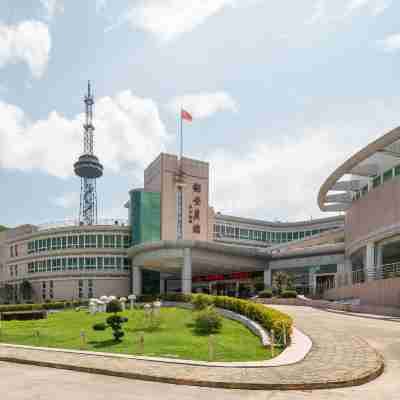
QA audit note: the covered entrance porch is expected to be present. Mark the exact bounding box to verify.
[128,240,270,295]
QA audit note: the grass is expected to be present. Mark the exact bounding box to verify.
[0,308,279,361]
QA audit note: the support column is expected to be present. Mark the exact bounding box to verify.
[376,245,383,279]
[160,278,165,294]
[182,248,192,294]
[365,242,375,281]
[132,265,142,296]
[264,268,272,288]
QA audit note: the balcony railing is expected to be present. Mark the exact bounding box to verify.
[375,262,400,279]
[36,218,129,231]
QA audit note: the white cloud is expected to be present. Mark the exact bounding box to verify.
[106,0,260,41]
[346,0,393,16]
[378,33,400,53]
[51,192,80,209]
[0,21,51,78]
[96,0,107,12]
[167,92,239,118]
[306,0,393,24]
[40,0,64,20]
[0,91,168,177]
[206,100,399,221]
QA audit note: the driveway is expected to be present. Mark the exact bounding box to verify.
[0,306,400,400]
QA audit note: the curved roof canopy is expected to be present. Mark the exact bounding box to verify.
[318,127,400,211]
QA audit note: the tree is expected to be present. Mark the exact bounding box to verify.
[4,283,14,303]
[272,271,288,294]
[19,279,33,301]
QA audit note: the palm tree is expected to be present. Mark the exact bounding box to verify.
[19,279,33,301]
[272,271,288,294]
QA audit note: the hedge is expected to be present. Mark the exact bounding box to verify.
[280,290,297,299]
[160,293,293,345]
[0,300,88,313]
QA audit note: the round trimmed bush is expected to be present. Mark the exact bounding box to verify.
[281,290,297,299]
[194,306,222,334]
[192,294,213,310]
[93,322,107,331]
[106,299,122,314]
[258,289,272,299]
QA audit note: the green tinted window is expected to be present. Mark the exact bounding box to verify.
[383,169,393,182]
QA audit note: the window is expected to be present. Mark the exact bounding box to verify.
[383,168,393,182]
[193,183,201,193]
[124,236,131,248]
[240,229,249,239]
[361,185,368,196]
[193,196,201,206]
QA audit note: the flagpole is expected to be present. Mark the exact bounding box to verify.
[179,107,183,160]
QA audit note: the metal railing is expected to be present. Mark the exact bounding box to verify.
[375,262,400,279]
[36,218,129,231]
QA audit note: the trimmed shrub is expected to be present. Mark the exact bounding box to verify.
[160,293,192,303]
[106,314,125,342]
[281,290,297,299]
[136,294,158,303]
[254,281,265,292]
[161,294,293,344]
[93,322,107,331]
[194,306,222,335]
[258,289,272,299]
[191,294,214,310]
[106,299,122,314]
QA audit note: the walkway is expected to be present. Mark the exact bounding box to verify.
[0,306,382,392]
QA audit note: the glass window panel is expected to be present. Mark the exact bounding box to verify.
[116,235,122,248]
[383,168,393,182]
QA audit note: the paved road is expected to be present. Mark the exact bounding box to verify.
[0,306,400,400]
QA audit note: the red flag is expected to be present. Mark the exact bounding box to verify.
[181,109,193,122]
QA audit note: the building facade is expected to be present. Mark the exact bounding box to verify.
[0,221,131,302]
[0,153,347,302]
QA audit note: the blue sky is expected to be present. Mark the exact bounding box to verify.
[0,0,400,226]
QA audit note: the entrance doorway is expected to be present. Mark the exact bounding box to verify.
[316,274,335,294]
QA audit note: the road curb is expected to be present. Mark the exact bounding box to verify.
[0,350,384,391]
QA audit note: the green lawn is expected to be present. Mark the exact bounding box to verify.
[0,308,278,361]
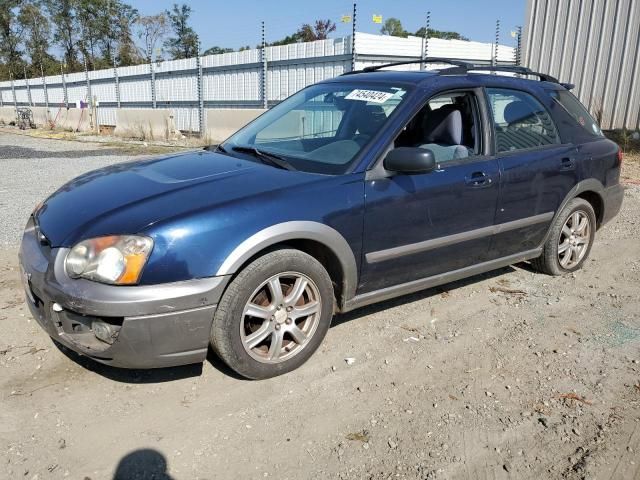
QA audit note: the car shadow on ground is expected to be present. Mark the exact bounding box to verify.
[53,262,534,382]
[113,448,173,480]
[331,263,516,327]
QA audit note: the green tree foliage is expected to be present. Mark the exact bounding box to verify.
[165,3,198,59]
[270,19,336,46]
[0,0,24,78]
[415,27,469,42]
[380,17,469,41]
[203,46,233,55]
[380,17,409,38]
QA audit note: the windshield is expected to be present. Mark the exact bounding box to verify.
[222,83,407,174]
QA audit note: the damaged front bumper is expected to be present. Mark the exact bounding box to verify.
[19,219,229,368]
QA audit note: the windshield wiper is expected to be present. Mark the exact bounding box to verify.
[231,145,295,170]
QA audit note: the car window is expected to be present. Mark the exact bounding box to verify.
[487,88,560,153]
[549,90,604,137]
[395,91,481,164]
[223,83,407,174]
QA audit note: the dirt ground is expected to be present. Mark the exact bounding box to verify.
[0,137,640,480]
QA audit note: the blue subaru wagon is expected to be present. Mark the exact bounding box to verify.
[20,59,623,379]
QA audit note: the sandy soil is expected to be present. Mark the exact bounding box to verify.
[0,156,640,480]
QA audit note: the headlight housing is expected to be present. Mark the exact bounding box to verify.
[65,235,153,285]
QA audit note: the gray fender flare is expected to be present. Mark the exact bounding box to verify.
[216,221,358,301]
[540,178,604,248]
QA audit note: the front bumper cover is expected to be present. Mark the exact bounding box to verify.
[19,219,230,368]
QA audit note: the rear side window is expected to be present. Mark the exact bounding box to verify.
[549,90,604,137]
[487,88,560,153]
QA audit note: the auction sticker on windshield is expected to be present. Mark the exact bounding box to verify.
[344,89,394,103]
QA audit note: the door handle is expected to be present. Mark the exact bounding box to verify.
[464,172,491,187]
[560,157,576,170]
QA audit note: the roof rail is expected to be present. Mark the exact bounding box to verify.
[460,65,560,83]
[343,57,560,83]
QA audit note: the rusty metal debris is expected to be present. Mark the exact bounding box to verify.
[560,393,593,405]
[345,430,369,443]
[489,287,527,295]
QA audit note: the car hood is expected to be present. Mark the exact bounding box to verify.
[35,151,322,247]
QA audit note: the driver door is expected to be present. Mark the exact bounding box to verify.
[358,90,500,294]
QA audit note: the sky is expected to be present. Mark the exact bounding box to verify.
[128,0,526,50]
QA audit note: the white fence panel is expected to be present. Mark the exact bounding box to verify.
[0,33,515,131]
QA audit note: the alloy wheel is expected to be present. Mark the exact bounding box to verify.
[240,272,321,363]
[558,210,591,270]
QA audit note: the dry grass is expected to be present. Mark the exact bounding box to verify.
[622,153,640,185]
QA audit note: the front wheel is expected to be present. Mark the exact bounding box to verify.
[532,198,596,275]
[211,249,334,379]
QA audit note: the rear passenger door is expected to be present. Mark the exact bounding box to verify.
[486,88,578,258]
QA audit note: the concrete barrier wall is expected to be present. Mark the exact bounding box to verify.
[49,107,91,132]
[205,108,265,143]
[0,107,91,132]
[0,107,16,125]
[114,108,176,140]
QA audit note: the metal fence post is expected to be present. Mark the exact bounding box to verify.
[24,67,33,107]
[149,51,157,108]
[491,20,500,66]
[420,12,431,70]
[40,63,49,115]
[60,62,69,110]
[261,22,269,110]
[516,27,522,66]
[351,2,358,72]
[113,55,120,108]
[9,72,18,116]
[82,54,92,102]
[196,48,204,138]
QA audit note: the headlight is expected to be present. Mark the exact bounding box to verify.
[65,235,153,285]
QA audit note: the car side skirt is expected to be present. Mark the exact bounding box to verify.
[342,248,542,312]
[365,212,554,263]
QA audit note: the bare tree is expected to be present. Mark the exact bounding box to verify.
[136,13,169,63]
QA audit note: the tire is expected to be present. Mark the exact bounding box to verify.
[210,249,334,380]
[531,198,597,275]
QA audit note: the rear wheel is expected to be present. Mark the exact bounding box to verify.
[532,198,596,275]
[211,249,334,379]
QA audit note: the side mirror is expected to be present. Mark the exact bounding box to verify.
[383,147,436,175]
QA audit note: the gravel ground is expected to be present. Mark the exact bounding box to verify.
[0,135,640,480]
[0,132,148,247]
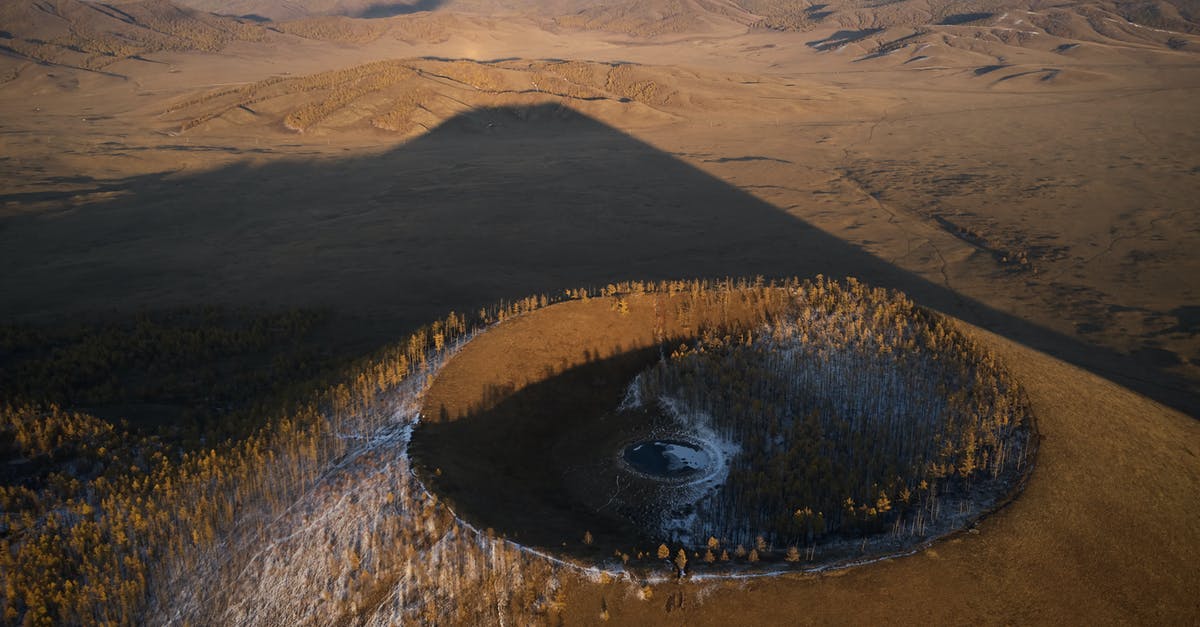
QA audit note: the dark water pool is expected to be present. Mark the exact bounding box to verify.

§ What needs to be done
Render every row above as a numbered list, skipping blank lines and omitting the pictures.

§ Solved exercise
1. QA audit note: the covered entrance porch is expected to be present. Mark the exact bounding box to verify.
2. [128,240,270,295]
3. QA audit note: the grass is expected to be present. Mark the exact bounding box to verify.
4. [0,308,279,361]
5. QA audit note: the support column is expected to be present. Mark the exact bounding box to verify.
6. [376,245,383,279]
7. [160,278,165,294]
8. [182,248,192,294]
9. [365,242,375,281]
10. [132,265,142,296]
11. [264,268,272,288]
12. QA audit note: the balcony railing is expected to be present. Mark the exact bounding box to verify.
13. [375,262,400,279]
14. [36,218,129,231]
15. QA audit note: the white cloud is expected to be present. Mark the exact bounding box to verify.
16. [106,0,260,41]
17. [346,0,393,16]
18. [378,33,400,53]
19. [51,192,80,209]
20. [0,21,51,78]
21. [96,0,107,12]
22. [167,92,239,118]
23. [306,0,393,24]
24. [40,0,64,20]
25. [0,91,168,177]
26. [206,100,399,221]
27. QA audit note: the driveway is expected to be present. Mark the exact bounding box to verify.
28. [0,306,400,400]
29. QA audit note: the curved roof canopy is expected to be present. Mark the exact bounding box to verify.
30. [318,127,400,211]
31. QA audit note: the tree is expected to be present. Mark the exact bounding box to verify.
32. [4,283,14,303]
33. [272,271,288,294]
34. [19,279,33,301]
35. QA audit note: the palm tree is expected to be present. Mark the exact bounding box to verify.
36. [19,279,33,301]
37. [272,271,288,294]
38. QA audit note: the hedge is expected to be present. Mark the exact bounding box to verify.
39. [280,290,297,299]
40. [160,293,293,345]
41. [0,300,88,313]
42. QA audit note: the round trimmed bush is expected to be present. Mark the exact bounding box to verify.
43. [281,290,297,299]
44. [194,306,222,334]
45. [192,294,213,310]
46. [93,322,107,331]
47. [106,299,122,314]
48. [258,289,272,299]
49. QA audit note: the green tinted window is expected to be present. Mark the exact bounding box to verify.
50. [383,169,393,182]
51. QA audit note: the window is expected to be present. Mark the exact bounding box to verify.
52. [383,168,393,182]
53. [193,183,201,193]
54. [124,236,131,248]
55. [240,229,249,239]
56. [361,185,368,196]
57. [193,196,201,206]
58. QA audit note: the flagpole is expected to be present. Mark the exact bounding box to verify.
59. [179,107,183,160]
60. QA audit note: the metal railing is expected to be present. Mark the exact bounding box to verify.
61. [375,262,400,279]
62. [36,218,129,231]
63. QA audit note: the trimmed shrub is expected to be present. Mark the exact bounding box to verify.
64. [160,293,192,303]
65. [106,314,125,342]
66. [281,290,297,299]
67. [136,294,158,303]
68. [254,281,265,292]
69. [161,294,293,344]
70. [93,322,107,331]
71. [194,306,222,335]
72. [258,289,272,299]
73. [191,294,214,310]
74. [106,299,122,314]
75. QA audit note: the walkway is expected to be present. Mark the exact bounding box to verify.
76. [0,306,382,392]
77. QA audit note: the glass window panel is expected to be present. Mark the exact bounding box to verify.
78. [116,235,122,248]
79. [383,168,393,182]
80. QA audit note: the paved road is expected to be present. Mark the exact bounding box to verify.
81. [0,306,400,400]
82. QA audit note: the red flag is expected to be present. Mark the exact bounding box to verify.
83. [181,109,193,122]
84. QA audit note: the building facade is expected to be present. Mark the exact bounding box to verify.
85. [0,221,131,302]
86. [0,153,347,302]
87. QA audit note: the blue sky is expected to be present. Mark the exact bounding box to verify.
88. [0,0,400,226]
89. QA audit note: the entrance doorway is expected to be present. Mark the exact bounding box to verify.
90. [316,274,335,294]
91. QA audit note: the road curb is expected to be present. Mark the exact bounding box to verify.
92. [0,350,384,391]
93. QA audit note: the green lawn is expected to be present. Mark the exact bounding box to verify.
94. [0,308,278,361]
95. QA audit note: the car shadow on ground is expected to be present. Mark the exact bounding box to verify.
96. [53,262,534,382]
97. [113,448,173,480]
98. [331,263,516,327]
99. QA audit note: the green tree foliage is expected to be present. Mark the exact bounding box to verify.
100. [165,3,198,59]
101. [270,19,336,46]
102. [0,0,24,78]
103. [415,27,469,42]
104. [380,17,469,41]
105. [203,46,233,55]
106. [380,17,409,38]
107. QA audit note: the windshield is expected to be present. Mark the exact bounding box to verify.
108. [222,83,407,174]
109. QA audit note: the damaged front bumper is expected to be present. Mark the exact bounding box to verify.
110. [19,219,229,368]
111. QA audit note: the windshield wiper is expected to be present. Mark the exact bounding box to verify.
112. [231,145,295,170]
113. QA audit note: the car window is expected to be present. Mark the exact bounding box to verify.
114. [487,88,560,153]
115. [549,90,604,137]
116. [395,91,481,164]
117. [223,83,407,174]
118. QA audit note: the dirt ground is expected to be present. Mark the exact bounding box to verify.
119. [0,137,640,480]
120. QA audit note: the blue subaru wagon is expected to be present. Mark the exact bounding box to verify.
121. [20,59,623,379]
122. QA audit note: the sandy soil is expected to be present. Mark the exact bounding box to verify.
123. [0,156,640,480]
124. QA audit note: the headlight housing is expected to be present. Mark the exact bounding box to verify.
125. [65,235,153,285]
126. QA audit note: the gray fender flare is expected to be present. Mark the exact bounding box to verify.
127. [216,221,358,301]
128. [540,178,604,248]
129. QA audit note: the front bumper cover is expected to be present. Mark the exact bounding box to verify.
130. [19,219,230,368]
131. QA audit note: the rear side window is expected to be present. Mark the exact bounding box to verify.
132. [549,90,604,137]
133. [487,88,560,153]
134. QA audit note: the auction sticker on windshield is expected to be present. Mark the exact bounding box to verify.
135. [344,89,394,103]
136. QA audit note: the door handle is expected to be present. Mark the exact bounding box to verify.
137. [464,172,491,187]
138. [560,157,576,170]
139. QA audit note: the roof rail is expected to be present. Mark the exact bounding box to verify.
140. [460,65,560,83]
141. [343,57,560,83]
142. QA audit note: the rusty metal debris is expected to be present. Mark the exact bounding box to verify.
143. [560,393,593,405]
144. [345,430,369,443]
145. [489,287,527,295]
146. QA audit note: the car hood is expected to be present. Mark the exact bounding box to verify.
147. [35,151,322,247]
148. QA audit note: the driver door is expected to be present. Mark the exact bounding box to verify.
149. [358,90,500,294]
150. QA audit note: the sky is expected to be present. Mark the exact bounding box to verify.
151. [128,0,526,50]
152. QA audit note: the white fence panel is expected to be present. Mark the exact bounding box to verify.
153. [0,33,515,131]
154. QA audit note: the alloy wheel is expected to be present. Mark the exact bounding box to verify.
155. [240,272,321,363]
156. [558,210,591,270]
157. QA audit note: the dry grass is expected to be present. Mark the exact bounding box to verify.
158. [622,153,640,185]
159. QA audit note: the front wheel is expected to be present. Mark the exact bounding box to verify.
160. [532,198,596,275]
161. [211,249,334,379]
162. QA audit note: the rear passenger door is expected to be present. Mark the exact bounding box to verify.
163. [486,88,578,258]
164. QA audit note: the concrete barrier wall is expected to be present. Mark the exact bounding box to verify.
165. [49,107,91,132]
166. [205,108,265,143]
167. [0,107,91,132]
168. [0,107,16,125]
169. [114,108,176,140]
170. QA audit note: the metal fence post is expected to be present. Mark the exact bounding box to verify.
171. [24,67,33,107]
172. [149,51,157,108]
173. [491,20,500,66]
174. [420,12,431,70]
175. [40,63,49,115]
176. [60,62,69,110]
177. [261,22,269,110]
178. [516,27,522,66]
179. [351,2,358,72]
180. [113,55,120,108]
181. [9,72,18,116]
182. [82,54,92,102]
183. [196,48,204,138]
184. QA audit note: the headlight is expected to be present. Mark the exact bounding box to verify.
185. [65,235,153,285]
186. QA audit note: the car side skirt is expected to be present. Mark the exact bounding box to verify.
187. [342,248,542,312]
188. [365,212,554,263]
189. QA audit note: the bare tree is expected to be present. Mark the exact bounding box to verify.
190. [136,13,169,63]
191. QA audit note: the tire is expected to be present. Mark the exact bounding box to verify.
192. [210,249,334,380]
193. [531,198,597,275]
194. QA audit note: the rear wheel is expected to be present. Mark the exact bounding box to verify.
195. [532,198,596,275]
196. [211,249,334,379]
197. QA audit note: the side mirror is expected to be present. Mark the exact bounding box to verify.
198. [383,147,436,175]
199. QA audit note: the gravel ground is expected to be present. Mark the exact bounding box to verify.
200. [0,135,640,480]
201. [0,132,148,247]
202. QA audit note: the dark water pool is expected to be present. Mark the exact bounding box to verify.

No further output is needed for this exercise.